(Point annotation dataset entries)
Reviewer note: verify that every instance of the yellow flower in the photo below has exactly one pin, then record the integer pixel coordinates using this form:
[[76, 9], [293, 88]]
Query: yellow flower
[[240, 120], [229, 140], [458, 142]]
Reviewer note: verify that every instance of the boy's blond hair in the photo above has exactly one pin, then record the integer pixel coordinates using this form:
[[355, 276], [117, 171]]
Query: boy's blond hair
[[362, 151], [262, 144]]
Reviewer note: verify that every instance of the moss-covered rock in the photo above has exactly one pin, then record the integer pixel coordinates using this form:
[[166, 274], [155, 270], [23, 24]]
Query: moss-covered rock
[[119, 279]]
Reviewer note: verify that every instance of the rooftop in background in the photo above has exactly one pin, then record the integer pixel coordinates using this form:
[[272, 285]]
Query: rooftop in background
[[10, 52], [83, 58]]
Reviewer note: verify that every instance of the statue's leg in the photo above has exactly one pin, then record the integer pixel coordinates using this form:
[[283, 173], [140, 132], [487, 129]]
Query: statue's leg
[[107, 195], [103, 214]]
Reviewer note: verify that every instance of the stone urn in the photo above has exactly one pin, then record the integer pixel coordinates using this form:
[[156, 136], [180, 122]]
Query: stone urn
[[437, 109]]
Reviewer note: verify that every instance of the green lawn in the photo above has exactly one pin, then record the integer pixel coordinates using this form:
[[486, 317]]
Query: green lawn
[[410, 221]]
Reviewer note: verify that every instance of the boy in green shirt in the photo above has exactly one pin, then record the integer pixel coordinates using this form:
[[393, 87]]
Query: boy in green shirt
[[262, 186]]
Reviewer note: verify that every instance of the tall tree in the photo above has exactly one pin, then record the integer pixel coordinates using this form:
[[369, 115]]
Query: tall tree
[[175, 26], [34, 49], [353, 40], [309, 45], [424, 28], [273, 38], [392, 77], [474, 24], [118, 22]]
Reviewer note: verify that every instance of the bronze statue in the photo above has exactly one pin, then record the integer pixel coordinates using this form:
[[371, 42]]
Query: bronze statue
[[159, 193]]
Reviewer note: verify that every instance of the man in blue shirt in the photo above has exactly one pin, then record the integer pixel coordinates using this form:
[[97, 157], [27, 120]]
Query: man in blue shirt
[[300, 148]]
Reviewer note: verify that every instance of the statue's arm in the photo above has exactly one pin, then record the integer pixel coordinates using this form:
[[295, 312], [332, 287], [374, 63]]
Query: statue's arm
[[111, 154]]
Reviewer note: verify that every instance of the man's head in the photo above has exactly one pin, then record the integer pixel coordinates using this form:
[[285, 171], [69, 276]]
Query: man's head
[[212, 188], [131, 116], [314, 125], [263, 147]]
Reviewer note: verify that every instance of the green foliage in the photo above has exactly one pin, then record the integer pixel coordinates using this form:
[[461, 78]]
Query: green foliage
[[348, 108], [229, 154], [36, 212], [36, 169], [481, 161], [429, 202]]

• CHALLENGE
Copy out, unchanged, the lines of the entries starting with the line that contains "Reviewer note: verify that every instance of the tall" and going on through the line that contains "[[212, 188], [131, 116], [314, 125], [263, 147]]".

• EXERCISE OUTPUT
Reviewer note: verify that every instance of the tall tree in the photo above has exactly one pin, then record the integer pixel coordinates using this form:
[[369, 115]]
Query: tall tree
[[175, 26], [34, 49], [353, 40], [309, 45], [424, 28], [273, 38], [392, 77], [474, 24], [118, 22]]
Reviewer note: verify that every instance of the bronze statue in the photo above has exactly one pin, then record the integer pixel coordinates using this form:
[[371, 42]]
Query: bronze statue
[[159, 193]]
Reviewer note: verify that every instance of the man in blue shirt in the photo above has exactly one pin, then record the integer pixel coordinates using this form:
[[97, 157], [27, 120]]
Query: man in blue shirt
[[300, 148]]
Reviewer note: verify that every instance of the statue's arm in the photo above has exactly one pin, then record the integer pixel coordinates using this form:
[[295, 312], [332, 287], [374, 63]]
Query: statue's arm
[[111, 154]]
Reviewer note: verify that every instance of the man's head in the photo above has exactly one pin, then record the integer pixel coordinates using this form:
[[285, 171], [69, 276]]
Query: man's head
[[212, 188], [131, 116], [314, 125], [263, 147]]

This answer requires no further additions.